= Objective =
Below is a listing to write out in full, exactly as given, without its pictures.

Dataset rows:
** Begin **

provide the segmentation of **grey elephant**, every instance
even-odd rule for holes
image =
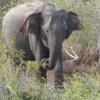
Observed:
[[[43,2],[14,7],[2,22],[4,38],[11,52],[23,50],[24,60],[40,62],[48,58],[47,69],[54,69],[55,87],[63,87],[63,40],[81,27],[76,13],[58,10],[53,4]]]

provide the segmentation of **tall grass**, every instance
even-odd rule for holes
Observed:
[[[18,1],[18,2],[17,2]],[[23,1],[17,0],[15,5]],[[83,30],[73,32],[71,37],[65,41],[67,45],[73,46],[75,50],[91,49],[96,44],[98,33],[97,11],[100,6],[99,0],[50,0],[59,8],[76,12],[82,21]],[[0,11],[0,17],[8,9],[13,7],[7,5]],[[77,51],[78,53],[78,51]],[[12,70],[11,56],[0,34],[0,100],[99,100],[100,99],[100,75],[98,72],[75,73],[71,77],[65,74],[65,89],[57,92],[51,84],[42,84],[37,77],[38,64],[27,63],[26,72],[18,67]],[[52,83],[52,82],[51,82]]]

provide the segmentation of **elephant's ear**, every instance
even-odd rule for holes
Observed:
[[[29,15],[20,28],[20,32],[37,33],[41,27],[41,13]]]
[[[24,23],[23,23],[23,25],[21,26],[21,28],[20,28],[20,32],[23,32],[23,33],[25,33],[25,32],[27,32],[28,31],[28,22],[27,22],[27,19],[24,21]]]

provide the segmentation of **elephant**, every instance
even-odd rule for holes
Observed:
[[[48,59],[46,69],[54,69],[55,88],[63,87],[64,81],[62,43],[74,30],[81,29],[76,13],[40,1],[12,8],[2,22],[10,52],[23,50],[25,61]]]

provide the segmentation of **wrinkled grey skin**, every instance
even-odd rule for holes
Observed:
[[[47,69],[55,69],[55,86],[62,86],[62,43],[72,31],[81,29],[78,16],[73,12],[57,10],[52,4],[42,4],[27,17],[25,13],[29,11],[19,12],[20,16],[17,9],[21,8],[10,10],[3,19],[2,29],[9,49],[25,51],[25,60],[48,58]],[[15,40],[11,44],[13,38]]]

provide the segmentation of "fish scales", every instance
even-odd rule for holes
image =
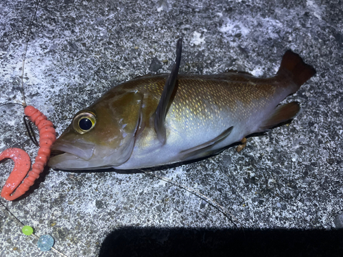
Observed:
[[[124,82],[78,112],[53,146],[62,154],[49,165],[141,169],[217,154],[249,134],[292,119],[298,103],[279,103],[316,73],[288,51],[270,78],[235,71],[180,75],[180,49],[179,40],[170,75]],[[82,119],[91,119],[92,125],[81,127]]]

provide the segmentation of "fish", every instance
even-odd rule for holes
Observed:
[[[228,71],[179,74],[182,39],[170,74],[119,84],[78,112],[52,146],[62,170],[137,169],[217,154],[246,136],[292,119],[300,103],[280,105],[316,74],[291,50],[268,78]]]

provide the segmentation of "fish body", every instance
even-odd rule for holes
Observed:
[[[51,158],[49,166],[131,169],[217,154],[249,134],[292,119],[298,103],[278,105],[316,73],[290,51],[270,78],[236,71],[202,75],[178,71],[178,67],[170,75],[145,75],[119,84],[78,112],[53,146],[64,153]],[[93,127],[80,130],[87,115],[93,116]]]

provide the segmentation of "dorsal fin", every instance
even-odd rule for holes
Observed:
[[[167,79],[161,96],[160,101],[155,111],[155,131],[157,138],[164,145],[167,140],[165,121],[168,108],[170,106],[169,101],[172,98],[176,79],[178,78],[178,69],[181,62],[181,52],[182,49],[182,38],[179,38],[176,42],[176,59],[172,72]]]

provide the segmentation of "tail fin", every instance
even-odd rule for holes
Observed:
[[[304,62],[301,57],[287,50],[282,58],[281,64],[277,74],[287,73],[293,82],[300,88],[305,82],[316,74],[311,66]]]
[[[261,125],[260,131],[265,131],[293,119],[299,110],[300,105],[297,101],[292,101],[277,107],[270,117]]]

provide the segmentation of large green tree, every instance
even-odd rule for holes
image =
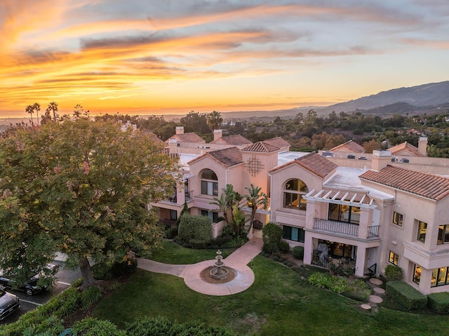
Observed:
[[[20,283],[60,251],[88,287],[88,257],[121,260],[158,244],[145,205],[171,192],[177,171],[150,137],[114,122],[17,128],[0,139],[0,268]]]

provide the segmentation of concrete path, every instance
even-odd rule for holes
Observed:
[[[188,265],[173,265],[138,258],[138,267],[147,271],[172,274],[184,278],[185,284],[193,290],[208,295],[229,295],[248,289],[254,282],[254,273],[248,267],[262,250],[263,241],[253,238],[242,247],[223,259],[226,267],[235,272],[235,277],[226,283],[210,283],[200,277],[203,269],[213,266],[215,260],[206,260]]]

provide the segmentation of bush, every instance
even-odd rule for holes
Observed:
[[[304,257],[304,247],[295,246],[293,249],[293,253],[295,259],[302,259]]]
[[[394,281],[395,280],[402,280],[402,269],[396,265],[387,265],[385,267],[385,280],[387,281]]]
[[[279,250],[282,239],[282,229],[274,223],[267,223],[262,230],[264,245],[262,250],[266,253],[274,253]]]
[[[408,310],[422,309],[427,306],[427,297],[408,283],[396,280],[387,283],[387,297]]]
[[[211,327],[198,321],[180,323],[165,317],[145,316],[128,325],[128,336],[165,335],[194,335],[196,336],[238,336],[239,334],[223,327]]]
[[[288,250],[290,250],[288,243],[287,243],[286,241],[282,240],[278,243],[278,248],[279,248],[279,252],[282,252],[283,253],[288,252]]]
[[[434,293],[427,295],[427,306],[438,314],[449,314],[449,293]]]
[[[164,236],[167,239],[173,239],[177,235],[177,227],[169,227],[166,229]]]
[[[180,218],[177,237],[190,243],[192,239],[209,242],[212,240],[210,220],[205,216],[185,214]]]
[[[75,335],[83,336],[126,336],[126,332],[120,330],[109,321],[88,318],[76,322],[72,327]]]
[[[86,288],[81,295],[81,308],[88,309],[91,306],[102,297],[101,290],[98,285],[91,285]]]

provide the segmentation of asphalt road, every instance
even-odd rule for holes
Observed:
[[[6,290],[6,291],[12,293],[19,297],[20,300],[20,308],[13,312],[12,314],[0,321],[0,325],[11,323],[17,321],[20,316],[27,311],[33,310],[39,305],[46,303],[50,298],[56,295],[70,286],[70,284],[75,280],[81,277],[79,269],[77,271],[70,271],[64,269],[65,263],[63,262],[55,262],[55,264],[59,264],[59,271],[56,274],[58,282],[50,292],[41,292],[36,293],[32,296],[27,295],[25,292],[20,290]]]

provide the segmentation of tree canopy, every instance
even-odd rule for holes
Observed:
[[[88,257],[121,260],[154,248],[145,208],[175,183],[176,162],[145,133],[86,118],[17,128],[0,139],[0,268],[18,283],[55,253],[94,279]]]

** End **

= Output of the exercise =
provide the segmentation of **grey elephant**, every instance
even-odd rule for holes
image =
Observed:
[[[43,2],[14,7],[2,22],[4,38],[11,52],[23,50],[24,60],[40,62],[48,58],[47,69],[54,69],[55,87],[63,87],[63,40],[81,27],[76,13],[58,10],[53,4]]]

provide the segmentation of **tall grass**, every instance
even-odd rule for holes
Observed:
[[[18,1],[18,2],[17,2]],[[23,1],[17,0],[15,5]],[[83,30],[73,32],[71,37],[65,41],[67,45],[73,46],[75,50],[91,49],[96,44],[98,33],[97,11],[100,6],[99,0],[50,0],[59,8],[76,12],[82,21]],[[0,11],[0,17],[8,9],[13,7],[7,5]],[[77,51],[78,53],[78,51]],[[12,70],[11,56],[0,34],[0,100],[99,100],[100,99],[100,75],[98,72],[75,73],[71,77],[65,74],[65,89],[57,92],[51,84],[42,84],[37,77],[38,64],[27,63],[26,72],[18,67]],[[52,83],[52,82],[51,82]]]

provide the segmentation of **elephant's ear**, every instance
even-odd rule for holes
Observed:
[[[29,15],[20,28],[20,32],[37,33],[41,27],[41,13]]]
[[[24,23],[23,23],[23,25],[21,26],[21,28],[20,28],[20,32],[23,32],[23,33],[25,33],[25,32],[27,32],[28,31],[28,22],[27,22],[27,19],[24,21]]]

provide the segmentation of **elephant**, every instance
even-odd rule for holes
Observed:
[[[48,59],[46,69],[54,69],[55,88],[63,87],[64,81],[62,43],[74,30],[81,29],[76,13],[40,1],[12,8],[2,22],[10,52],[23,50],[25,61]]]

provide the segmentation of **wrinkled grey skin**, every instance
even-odd rule for holes
Observed:
[[[47,69],[55,69],[55,86],[62,86],[62,43],[72,31],[81,29],[78,16],[73,12],[57,10],[52,4],[42,4],[27,17],[25,13],[29,11],[19,12],[20,16],[17,9],[21,8],[10,10],[3,19],[2,29],[9,49],[25,51],[25,60],[48,58]],[[15,40],[11,44],[13,38]]]

provide the segmentation of "fish scales", every instance
even-odd rule for holes
image =
Observed:
[[[124,82],[78,112],[53,146],[62,154],[49,165],[141,169],[217,154],[249,134],[292,119],[298,103],[279,103],[316,73],[288,51],[270,78],[235,71],[180,75],[180,49],[179,40],[170,75]],[[82,119],[91,119],[92,125],[81,127]]]

provide the segmentation of "fish", every instance
even-odd rule for holes
Observed:
[[[228,71],[179,74],[182,39],[170,74],[119,84],[78,112],[52,146],[62,170],[137,169],[217,154],[246,136],[292,119],[300,103],[280,105],[316,74],[291,50],[268,78]]]

provide the segmentation of "fish body", every instance
even-odd rule for holes
Observed:
[[[51,158],[49,166],[131,169],[217,154],[249,134],[292,119],[298,103],[278,105],[316,73],[290,51],[270,78],[236,71],[202,75],[178,71],[178,67],[170,75],[145,75],[119,84],[78,112],[53,146],[64,153]],[[93,127],[80,130],[87,115],[93,116]]]

provide the segmentation of "dorsal fin", every instance
even-odd rule for holes
Observed:
[[[167,79],[161,96],[160,101],[155,111],[155,131],[157,138],[164,145],[167,140],[165,121],[168,108],[170,106],[169,101],[172,98],[176,79],[178,78],[178,69],[181,62],[181,52],[182,49],[182,38],[179,38],[176,42],[176,59],[172,72]]]

provide the segmentation of "tail fin", every instance
even-odd rule for holes
Observed:
[[[304,62],[301,57],[287,50],[282,58],[281,64],[277,74],[287,73],[293,82],[300,88],[305,82],[316,74],[311,66]]]
[[[261,125],[260,131],[265,131],[293,119],[299,110],[300,105],[297,101],[292,101],[277,107],[270,117]]]

provide the segmentation of large green tree, every instance
even-odd rule for holes
image =
Observed:
[[[20,283],[60,251],[88,287],[88,257],[121,260],[158,244],[145,205],[171,192],[177,171],[150,137],[114,122],[17,128],[0,139],[0,268]]]

provide the segmentation of concrete path, every instance
even-odd rule for holes
Observed:
[[[188,265],[173,265],[138,258],[138,267],[147,271],[172,274],[184,278],[185,284],[193,290],[208,295],[229,295],[248,289],[254,282],[254,273],[248,267],[262,250],[263,241],[253,238],[242,247],[223,259],[226,267],[235,272],[235,277],[226,283],[210,283],[200,277],[203,269],[213,266],[215,260],[206,260]]]

provide the segmentation of bush, every instance
even-odd rule for holes
Observed:
[[[304,257],[304,247],[295,246],[293,249],[293,253],[295,259],[302,259]]]
[[[394,281],[395,280],[402,280],[402,269],[396,265],[387,265],[385,267],[385,280],[387,281]]]
[[[279,250],[282,239],[282,229],[274,223],[267,223],[262,230],[264,245],[262,250],[266,253],[274,253]]]
[[[408,310],[422,309],[427,306],[427,297],[408,283],[396,280],[387,283],[387,297]]]
[[[211,327],[198,321],[180,323],[165,317],[145,316],[128,325],[128,336],[165,335],[194,335],[196,336],[238,336],[239,334],[223,327]]]
[[[288,250],[290,250],[288,243],[287,243],[286,241],[282,240],[278,243],[278,248],[279,248],[279,252],[282,252],[283,253],[288,252]]]
[[[434,293],[427,295],[427,306],[438,314],[449,314],[449,293]]]
[[[164,236],[167,239],[173,239],[177,235],[177,227],[169,227],[166,229]]]
[[[180,218],[177,237],[190,243],[192,239],[209,242],[212,240],[210,220],[205,216],[185,214]]]
[[[75,335],[83,336],[126,336],[126,332],[120,330],[109,321],[88,318],[76,322],[72,327]]]
[[[86,288],[81,295],[81,308],[88,309],[91,306],[102,297],[101,290],[98,285],[91,285]]]

provide the segmentation of asphalt road, every instance
even-odd rule for holes
Observed:
[[[6,290],[6,291],[12,293],[19,297],[20,300],[20,308],[13,312],[12,314],[0,321],[0,325],[11,323],[17,321],[20,316],[27,311],[33,310],[39,305],[46,303],[50,298],[56,295],[70,286],[70,284],[75,280],[81,277],[79,269],[77,271],[70,271],[64,269],[65,263],[63,262],[55,262],[55,264],[59,264],[59,271],[56,274],[58,282],[50,292],[41,292],[36,293],[32,296],[27,295],[25,292],[20,290]]]

provide the segmentation of tree canopy, every instance
even-odd rule for holes
Observed:
[[[88,257],[121,260],[154,248],[145,208],[175,183],[176,162],[145,133],[86,118],[17,128],[0,139],[0,268],[18,283],[55,253],[94,279]]]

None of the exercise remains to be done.